**Required work**
Format the lines below as a Markdown table with two columns, Number and Record line, one row per non-blank line, numbered in order. Omit the pictures from the table.

**Extracted records**
========================

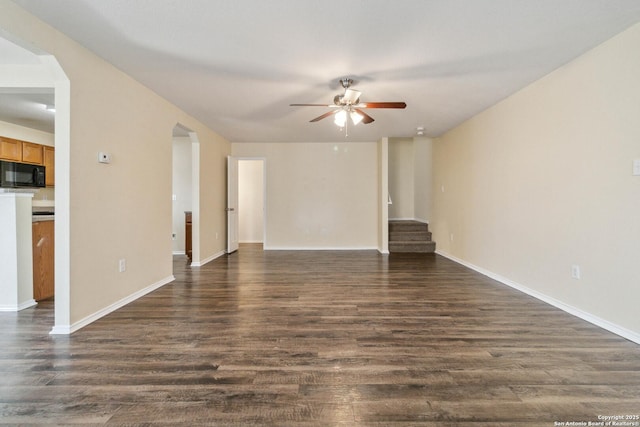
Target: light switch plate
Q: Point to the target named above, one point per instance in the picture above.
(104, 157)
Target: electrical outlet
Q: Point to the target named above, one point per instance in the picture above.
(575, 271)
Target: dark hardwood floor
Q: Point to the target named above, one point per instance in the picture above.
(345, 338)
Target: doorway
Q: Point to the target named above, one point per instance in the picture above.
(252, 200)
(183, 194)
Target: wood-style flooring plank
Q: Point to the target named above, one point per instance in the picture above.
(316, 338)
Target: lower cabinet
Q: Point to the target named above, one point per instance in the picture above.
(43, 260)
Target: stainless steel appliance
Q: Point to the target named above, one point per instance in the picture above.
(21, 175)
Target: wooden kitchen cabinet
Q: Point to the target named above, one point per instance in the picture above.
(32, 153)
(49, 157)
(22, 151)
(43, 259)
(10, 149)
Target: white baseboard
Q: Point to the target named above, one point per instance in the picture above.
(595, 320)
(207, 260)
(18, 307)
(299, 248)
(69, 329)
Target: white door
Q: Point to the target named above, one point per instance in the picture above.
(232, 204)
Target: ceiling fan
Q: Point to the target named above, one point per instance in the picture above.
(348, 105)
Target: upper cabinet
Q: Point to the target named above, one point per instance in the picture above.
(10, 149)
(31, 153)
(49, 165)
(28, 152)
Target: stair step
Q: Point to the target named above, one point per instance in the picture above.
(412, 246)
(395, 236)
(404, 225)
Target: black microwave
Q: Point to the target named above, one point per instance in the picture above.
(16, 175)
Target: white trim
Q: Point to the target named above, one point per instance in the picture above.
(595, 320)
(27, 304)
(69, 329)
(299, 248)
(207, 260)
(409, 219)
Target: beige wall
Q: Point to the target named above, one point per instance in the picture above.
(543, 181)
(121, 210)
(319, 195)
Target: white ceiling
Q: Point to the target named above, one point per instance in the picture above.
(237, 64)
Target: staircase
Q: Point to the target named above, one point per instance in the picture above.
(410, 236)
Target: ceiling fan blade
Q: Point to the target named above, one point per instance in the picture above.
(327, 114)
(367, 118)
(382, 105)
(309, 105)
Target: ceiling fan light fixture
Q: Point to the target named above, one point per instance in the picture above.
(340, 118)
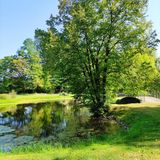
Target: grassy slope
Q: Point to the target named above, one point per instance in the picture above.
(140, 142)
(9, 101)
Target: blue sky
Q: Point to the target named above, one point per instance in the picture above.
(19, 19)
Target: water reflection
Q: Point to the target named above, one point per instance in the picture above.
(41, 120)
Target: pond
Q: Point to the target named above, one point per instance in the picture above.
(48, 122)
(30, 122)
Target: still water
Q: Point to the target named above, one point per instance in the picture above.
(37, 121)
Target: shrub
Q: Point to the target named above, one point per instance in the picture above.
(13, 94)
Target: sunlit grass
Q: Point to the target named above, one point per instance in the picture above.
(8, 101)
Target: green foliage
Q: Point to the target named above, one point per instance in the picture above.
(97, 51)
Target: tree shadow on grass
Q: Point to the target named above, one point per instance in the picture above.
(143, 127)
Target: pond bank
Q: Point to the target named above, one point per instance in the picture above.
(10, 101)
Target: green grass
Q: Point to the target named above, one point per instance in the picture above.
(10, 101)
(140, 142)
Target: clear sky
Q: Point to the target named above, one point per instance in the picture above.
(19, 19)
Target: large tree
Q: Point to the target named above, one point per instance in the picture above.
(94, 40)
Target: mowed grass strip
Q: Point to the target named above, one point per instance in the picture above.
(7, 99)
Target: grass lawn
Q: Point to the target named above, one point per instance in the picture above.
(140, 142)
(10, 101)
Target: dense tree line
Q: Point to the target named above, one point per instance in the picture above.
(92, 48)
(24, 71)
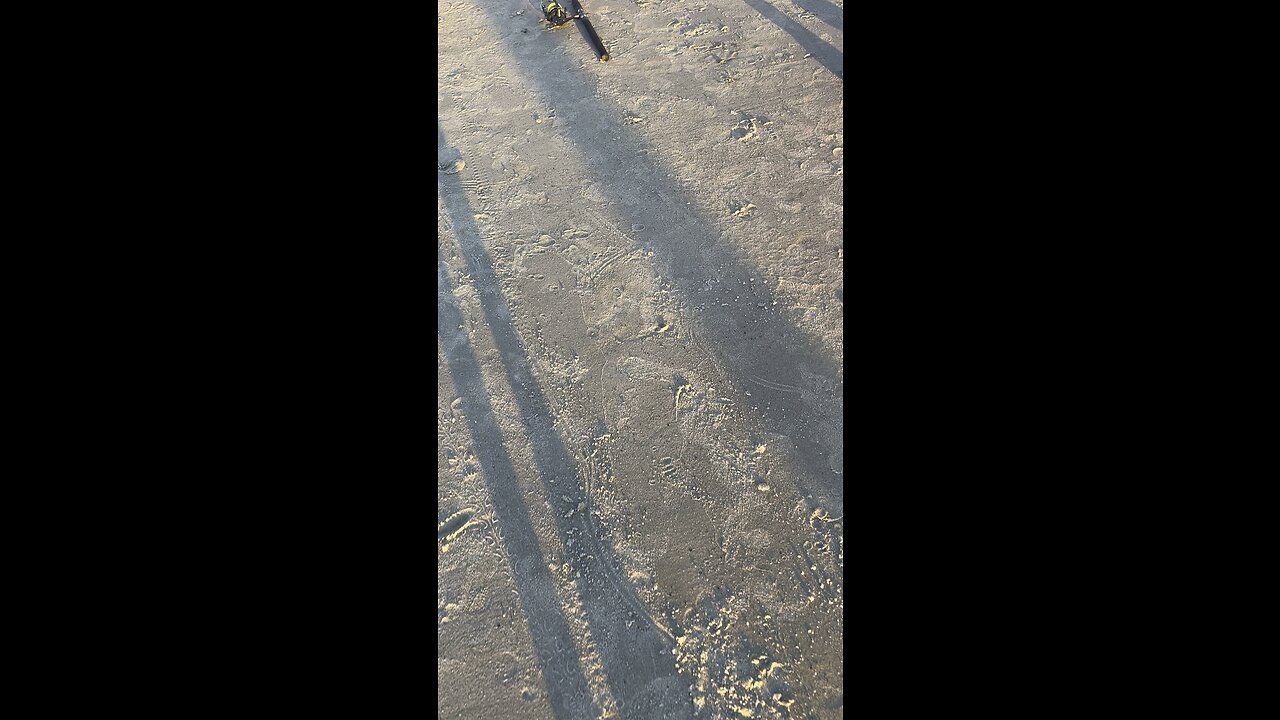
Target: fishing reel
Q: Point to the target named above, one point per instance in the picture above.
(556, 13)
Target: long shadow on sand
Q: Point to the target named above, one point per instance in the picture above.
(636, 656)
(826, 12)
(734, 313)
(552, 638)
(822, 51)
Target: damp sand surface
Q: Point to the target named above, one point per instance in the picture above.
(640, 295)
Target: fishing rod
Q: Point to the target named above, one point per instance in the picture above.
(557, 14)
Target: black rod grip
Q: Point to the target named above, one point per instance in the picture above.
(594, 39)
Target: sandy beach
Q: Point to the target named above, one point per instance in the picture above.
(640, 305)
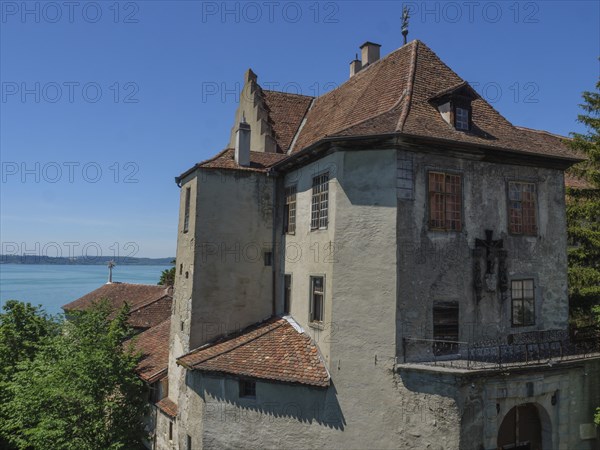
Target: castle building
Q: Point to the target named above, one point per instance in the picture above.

========================

**Answer to this task**
| Number | Record line |
|---|---|
| 1 | Target: light switch plate |
| 2 | Q: Point to the target named above, one point per instance in the picture above. |
| 3 | (104, 157) |
| 4 | Target: electrical outlet |
| 5 | Q: Point to the target named above, one point per instance in the picture above. |
| 6 | (575, 271) |
| 7 | Target: dark hardwood floor |
| 8 | Q: Point to the target named above, one point per instance in the picture above. |
| 9 | (345, 338) |
| 10 | Target: doorway |
| 11 | Q: Point to the target named above, one point per instance in the picture above. |
| 12 | (252, 200) |
| 13 | (183, 194) |
| 14 | Target: wood-style flooring plank |
| 15 | Q: Point to the target named above, one point per instance in the picture above. |
| 16 | (316, 338) |
| 17 | Target: lower cabinet |
| 18 | Q: Point to the target named above, one point per instance in the picture above. |
| 19 | (43, 260) |
| 20 | Target: stainless steel appliance |
| 21 | Q: Point to the target named above, one point per instance in the picture above. |
| 22 | (21, 175) |
| 23 | Target: wooden kitchen cabinet |
| 24 | Q: Point to the target named above, one point per instance in the picture above. |
| 25 | (32, 153) |
| 26 | (49, 157) |
| 27 | (22, 151) |
| 28 | (43, 259) |
| 29 | (10, 149) |
| 30 | Target: white baseboard |
| 31 | Q: Point to the target named above, one point per instance in the picture above. |
| 32 | (595, 320) |
| 33 | (207, 260) |
| 34 | (18, 307) |
| 35 | (299, 248) |
| 36 | (69, 329) |
| 37 | Target: white door |
| 38 | Q: Point to the target named above, one point per instance in the picture above. |
| 39 | (232, 204) |
| 40 | Target: ceiling fan |
| 41 | Q: Point to the target named above, one point per instance in the picture above. |
| 42 | (348, 105) |
| 43 | Target: upper cabinet |
| 44 | Q: Point to the target named above, one point per instance in the picture above. |
| 45 | (10, 149) |
| 46 | (31, 153) |
| 47 | (49, 165) |
| 48 | (28, 152) |
| 49 | Target: stair step |
| 50 | Q: Point to the target named above, one point per instance in the picture above. |
| 51 | (412, 246) |
| 52 | (395, 236) |
| 53 | (404, 225) |
| 54 | Target: black microwave |
| 55 | Q: Point to the target named above, one point per instance in the picture above. |
| 56 | (16, 175) |
| 57 | Target: white trim |
| 58 | Q: Point to the target named above, one point per instance in the picture above. |
| 59 | (595, 320) |
| 60 | (27, 304) |
| 61 | (69, 329) |
| 62 | (299, 248) |
| 63 | (207, 260) |
| 64 | (409, 219) |
| 65 | Target: beige wall |
| 66 | Q: Point to the target named above, one point per instance in the picture above. |
| 67 | (543, 181) |
| 68 | (121, 210) |
| 69 | (319, 195) |
| 70 | Target: white ceiling |
| 71 | Q: Point to the target named above, one point per instance in the picture above. |
| 72 | (237, 64) |
| 73 | Target: staircase |
| 74 | Q: Point to the target named above, one point per instance in the picture above. |
| 75 | (410, 236) |
| 76 | Target: ceiling fan blade |
| 77 | Q: Point to the target named above, one point per instance in the picture above. |
| 78 | (327, 114) |
| 79 | (367, 118) |
| 80 | (382, 105) |
| 81 | (309, 105) |
| 82 | Target: ceiling fan light fixture |
| 83 | Q: Point to the target named above, one point per instance in the picture above. |
| 84 | (340, 118) |
| 85 | Target: grassy slope |
| 86 | Q: Point to the target named above, one point per instance in the picture above. |
| 87 | (140, 142) |
| 88 | (9, 101) |
| 89 | Target: blue sky |
| 90 | Q: Point to the target named above, one point per instance in the picture above. |
| 91 | (19, 19) |
| 92 | Target: water reflection |
| 93 | Q: Point to the target named above, one point per instance in the picture above. |
| 94 | (41, 120) |
| 95 | Target: pond |
| 96 | Q: Point to the target named above, one point per instance in the picture above. |
| 97 | (48, 122) |
| 98 | (30, 122) |
| 99 | Target: still water |
| 100 | Q: Point to the target named above, one point per instance in the picture above. |
| 101 | (37, 121) |
| 102 | Target: shrub |
| 103 | Q: Point to the target named above, one point per instance in the picture above. |
| 104 | (13, 94) |
| 105 | Target: sunlit grass |
| 106 | Q: Point to the target named above, one point per instance in the picture above. |
| 107 | (8, 101) |
| 108 | Target: green foliage |
| 109 | Q: Point to the target named above, one point per instance in the picture above. |
| 110 | (97, 51) |
| 111 | Target: tree shadow on grass |
| 112 | Q: Point to the target named above, one point per instance in the picture above. |
| 113 | (143, 127) |
| 114 | Target: pond bank |
| 115 | Q: Point to the target named above, one point per instance in the picture above. |
| 116 | (10, 101) |
| 117 | Target: green grass |
| 118 | Q: Point to the target named above, one point per instance in the picture above. |
| 119 | (10, 101) |
| 120 | (140, 142) |
| 121 | Target: clear sky |
| 122 | Q: Point to the target named above, one point per instance in the picture above. |
| 123 | (19, 19) |
| 124 | Target: large tree |
| 125 | Q: Point to the target named above, one point per instance in the picture above. |
| 126 | (94, 40) |
| 127 | Target: mowed grass strip |
| 128 | Q: Point to the target named above, one point per instance in the picture above. |
| 129 | (7, 99) |
| 130 | Target: grass lawn |
| 131 | Q: Point to the target named above, one point per instance in the picture above. |
| 132 | (140, 142) |
| 133 | (10, 101) |
| 134 | Target: dense tree line |
| 135 | Q: Point to the target named above, one point per instance in the picture above. |
| 136 | (92, 48) |
| 137 | (24, 71) |
| 138 | Target: fishing reel |
| 139 | Q: Point to the target named above, one point per instance in the picture above. |
| 140 | (556, 13) |
| 141 | Target: long shadow on sand |
| 142 | Q: Point to the target named above, one point per instance in the picture above. |
| 143 | (636, 656) |
| 144 | (826, 12) |
| 145 | (734, 313) |
| 146 | (552, 638) |
| 147 | (822, 51) |
| 148 | Target: damp sand surface |
| 149 | Q: Point to the target named above, one point per instance in the picture above. |
| 150 | (640, 295) |
| 151 | Target: fishing rod |
| 152 | Q: Point to the target named above, one point per instance in the picture above. |
| 153 | (557, 14) |
| 154 | Target: black rod grip |
| 155 | Q: Point to the target named above, one point per instance in the picture above. |
| 156 | (594, 39) |
| 157 | Target: sandy beach |
| 158 | Q: Point to the target named above, one point per instance in the picture above. |
| 159 | (640, 305) |
| 160 | Target: castle building |
| 161 | Q: Point to the target named above, one point per instance in the picture above. |